* DOCUMENT PASSAGE:
◆ ◆ ◆ ◆ ◆ ◆ ◆
Question

lim x>infinite 1/x^2 S(integral sign) tan^-1 dt

Answer 1

\[\lim_{x\to \infty} \frac 1 {x^2} \int \tan^{-1} t\ dt\]Is this your question?

Answer 2

yes sorry Im new to this :-)

Answer 3

No need to be sorry :)

Answer 4

The integral doesn't involve x, so it can be taken out.
\[\int \tan^{-1} t\ dt\times \lim_{x\to \infty} \frac 1 {x^2} \]
tell me what's
\[\frac 1 \infty=???\]

Answer 5

@tjutta ???

Answer 6

\[\infty\]

Answer 7

nope
\[\frac 1 0= \infty\]
so
\[\frac 1 \infty=???\]

Answer 8

0

Answer 9

good :D
\[\int \tan^{-1} t\times 0=???\]

Answer 10

SIN/COS ? :-)

Answer 11

if you multiply 0 by tan t then what you'd get?

Answer 12

0

Answer 13

so it's 0

Answer 14

what ? the answer is 0 :-) Ok it makes since if you put it that way but for me whos math retarded its difficult:-)

Answer 15

You know the integral is a variable of t, if you integrate it and multiply by zero. You'd get zero. So it's not necessary to integrate. It's 0

Answer 16

I doubt that this is so easy. I think you have missed some portion of the question. Maybe limits on the integral. Could you check the question again?

Answer 17

its just as you put it so I think this is right but I have one more :-) its \[\int\limits_{}^{} \frac{ (x^3)\ }{(x-1)^2(x+2) }\] Can you help me with that?

Answer 18

okay, did you try this?

Answer 19

I dont know what to do :-) should I start by divide ?

Answer 20

What's the expansion of (x-1)^2?

Answer 21

(x-1)(x+1) ?
◆ ◆ ◆ ◆ ◆ ◆ ◆
* PROBLEMS AND TASKS:
1 > Transcribe the portion of the calculus thread that begins at the words "You know the" and ends after "you try this?".
2 > Answer these questions from the calculus thread, one per line:
(a) According to Answer 4, why can the integral be taken out of the limit?
(b) In Answer 16, what portion of the question does the writer suggest may have been missed?
(c) In Answer 20, the expansion of which expression is asked for?
◆ ◆ ◆ ◆ ◆ ◆ ◆
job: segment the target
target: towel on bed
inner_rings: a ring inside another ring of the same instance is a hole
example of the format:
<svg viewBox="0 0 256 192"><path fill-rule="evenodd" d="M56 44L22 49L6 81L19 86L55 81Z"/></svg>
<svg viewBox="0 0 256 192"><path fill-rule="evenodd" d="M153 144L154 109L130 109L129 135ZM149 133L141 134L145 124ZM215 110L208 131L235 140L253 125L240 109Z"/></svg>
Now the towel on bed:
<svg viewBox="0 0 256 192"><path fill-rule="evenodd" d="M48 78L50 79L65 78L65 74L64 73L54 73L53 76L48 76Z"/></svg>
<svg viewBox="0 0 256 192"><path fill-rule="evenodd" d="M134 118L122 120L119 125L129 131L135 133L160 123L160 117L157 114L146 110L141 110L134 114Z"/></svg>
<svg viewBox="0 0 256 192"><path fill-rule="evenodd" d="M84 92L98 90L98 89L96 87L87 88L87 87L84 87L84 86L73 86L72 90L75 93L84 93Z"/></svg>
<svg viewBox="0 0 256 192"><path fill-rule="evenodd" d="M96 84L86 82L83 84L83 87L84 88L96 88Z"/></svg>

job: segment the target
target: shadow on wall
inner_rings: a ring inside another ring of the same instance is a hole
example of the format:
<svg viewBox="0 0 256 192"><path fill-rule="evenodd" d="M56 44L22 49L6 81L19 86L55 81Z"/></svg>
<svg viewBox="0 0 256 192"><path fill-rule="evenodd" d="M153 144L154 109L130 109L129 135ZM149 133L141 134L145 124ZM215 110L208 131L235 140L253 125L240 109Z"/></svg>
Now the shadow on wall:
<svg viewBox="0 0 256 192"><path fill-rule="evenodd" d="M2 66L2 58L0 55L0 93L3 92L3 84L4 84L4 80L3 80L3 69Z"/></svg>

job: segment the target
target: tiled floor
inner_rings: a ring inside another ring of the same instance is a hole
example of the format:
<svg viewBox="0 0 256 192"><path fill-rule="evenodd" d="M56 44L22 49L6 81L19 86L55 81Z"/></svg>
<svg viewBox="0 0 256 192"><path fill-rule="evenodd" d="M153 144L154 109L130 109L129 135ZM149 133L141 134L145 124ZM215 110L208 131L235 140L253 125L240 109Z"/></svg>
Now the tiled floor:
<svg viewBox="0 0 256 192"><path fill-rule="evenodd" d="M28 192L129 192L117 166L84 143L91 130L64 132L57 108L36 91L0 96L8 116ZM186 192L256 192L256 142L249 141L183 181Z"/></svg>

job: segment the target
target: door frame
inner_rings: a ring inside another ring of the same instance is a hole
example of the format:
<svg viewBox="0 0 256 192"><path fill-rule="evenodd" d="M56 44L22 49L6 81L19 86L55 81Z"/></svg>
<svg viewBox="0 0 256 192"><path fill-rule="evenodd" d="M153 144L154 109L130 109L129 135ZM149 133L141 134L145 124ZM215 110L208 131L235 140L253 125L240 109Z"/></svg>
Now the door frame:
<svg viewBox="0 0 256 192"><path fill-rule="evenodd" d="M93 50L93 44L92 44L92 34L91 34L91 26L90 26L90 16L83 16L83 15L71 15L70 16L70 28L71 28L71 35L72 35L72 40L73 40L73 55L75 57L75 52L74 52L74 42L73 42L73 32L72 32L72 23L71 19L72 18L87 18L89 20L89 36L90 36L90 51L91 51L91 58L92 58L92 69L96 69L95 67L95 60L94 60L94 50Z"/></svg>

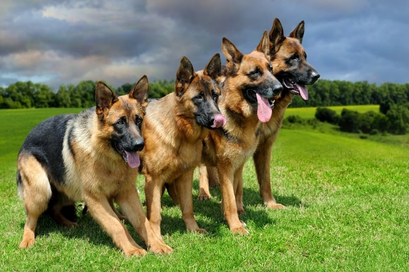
◆ ◆ ◆ ◆ ◆ ◆ ◆
* SOLUTION LIST:
1 >
You know the integral is a variable of t, if you integrate it and multiply by zero. You'd get zero. So it's not necessary to integrate. It's 0

Answer 16

I doubt that this is so easy. I think you have missed some portion of the question. Maybe limits on the integral. Could you check the question again?

Answer 17

its just as you put it so I think this is right but I have one more :-) its \[\int\limits_{}^{} \frac{ (x^3)\ }{(x-1)^2(x+2) }\] Can you help me with that?

Answer 18

okay, did you try this?

2 >
(a) The integral does not involve x.
(b) Limits on the integral.
(c) (x-1)^2